# Exercise details
Reproduce the entries below, please. Keep every character the same.

# Data to examine
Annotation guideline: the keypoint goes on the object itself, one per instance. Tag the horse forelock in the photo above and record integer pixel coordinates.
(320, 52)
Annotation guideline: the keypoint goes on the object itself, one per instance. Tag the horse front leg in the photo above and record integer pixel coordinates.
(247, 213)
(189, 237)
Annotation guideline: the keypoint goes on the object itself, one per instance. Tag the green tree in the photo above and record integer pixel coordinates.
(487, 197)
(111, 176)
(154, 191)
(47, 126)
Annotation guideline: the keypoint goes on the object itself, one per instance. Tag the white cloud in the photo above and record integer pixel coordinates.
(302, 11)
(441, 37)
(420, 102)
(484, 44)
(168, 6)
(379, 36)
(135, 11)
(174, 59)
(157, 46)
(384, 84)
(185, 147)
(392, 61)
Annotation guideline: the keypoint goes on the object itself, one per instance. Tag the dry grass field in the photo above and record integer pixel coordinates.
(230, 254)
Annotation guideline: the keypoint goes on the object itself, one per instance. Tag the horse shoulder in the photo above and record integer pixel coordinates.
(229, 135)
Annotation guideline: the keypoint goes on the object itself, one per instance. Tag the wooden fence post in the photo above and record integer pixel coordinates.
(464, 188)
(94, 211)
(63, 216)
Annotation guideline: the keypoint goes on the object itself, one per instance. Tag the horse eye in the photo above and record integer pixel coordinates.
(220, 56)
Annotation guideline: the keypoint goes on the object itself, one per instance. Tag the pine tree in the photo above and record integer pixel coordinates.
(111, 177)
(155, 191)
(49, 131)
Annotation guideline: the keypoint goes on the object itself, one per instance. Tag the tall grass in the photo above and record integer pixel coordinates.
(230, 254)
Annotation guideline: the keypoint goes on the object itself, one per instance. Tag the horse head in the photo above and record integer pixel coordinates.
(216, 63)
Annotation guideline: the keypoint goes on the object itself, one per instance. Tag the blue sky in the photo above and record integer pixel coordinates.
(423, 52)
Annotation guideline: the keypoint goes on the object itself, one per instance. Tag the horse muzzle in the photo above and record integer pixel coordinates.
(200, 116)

# Answer section
Annotation guideline: the keypoint goes on the object itself, one per instance. Tag the horse forelock in the photo above and record integer pixel coordinates.
(320, 52)
Annotation guideline: the keypoint goes on the object itself, one per instance. Tag the horse front leg in the photo above and record integer pixel coordinates.
(247, 213)
(189, 237)
Annotation guideline: the keypoint goes on the object itself, one per instance. Tag the green tree in the photo above and record integer pixel coordinates.
(487, 197)
(111, 176)
(154, 191)
(47, 126)
Annotation guideline: the keypoint goes on the object itself, one per instance. Tag the white cloud in the photo above and record integer pixel coordinates.
(302, 11)
(441, 37)
(420, 102)
(484, 44)
(168, 6)
(379, 36)
(135, 11)
(174, 59)
(157, 46)
(384, 84)
(185, 147)
(392, 61)
Annotation guideline: the keypoint goes on the object itself, one per instance. Tag the dry grass field in the photo above and record integer pixel coordinates.
(230, 254)
Annotation guideline: the keypoint goes on the object itself, one per instance. Tag the horse shoulder in the photo above and record integer pixel coordinates.
(229, 135)
Annotation guideline: the keypoint goes on the object itself, one per instance. Tag the wooden fence post in the photo above and record integer pixel coordinates.
(464, 188)
(94, 211)
(63, 216)
Annotation guideline: the keypoint goes on the object itself, one per instance. Tag the horse eye in the photo above and record integer pixel coordinates.
(220, 56)
Annotation guideline: the keypoint goes on the object itself, one per instance. Tag the pine tree in the photo above and record integer pixel coordinates.
(111, 177)
(155, 191)
(49, 131)
Annotation guideline: the keypoint goes on the object itself, one per instance. Tag the tall grass in the photo above and record integer pixel coordinates.
(230, 254)
Annotation guideline: the keypoint goes on the object itself, one per instance. Tag the horse head in the photo above and record integer pixel coordinates.
(216, 63)
Annotation guideline: the keypoint goes on the object itself, one per instance. Tag the blue sky in the photo above and record integer pixel coordinates.
(423, 52)
Annotation guideline: the keypoint goes on the object itself, one per instance. Tag the horse muzzle in the photo above and record integer pixel coordinates.
(200, 116)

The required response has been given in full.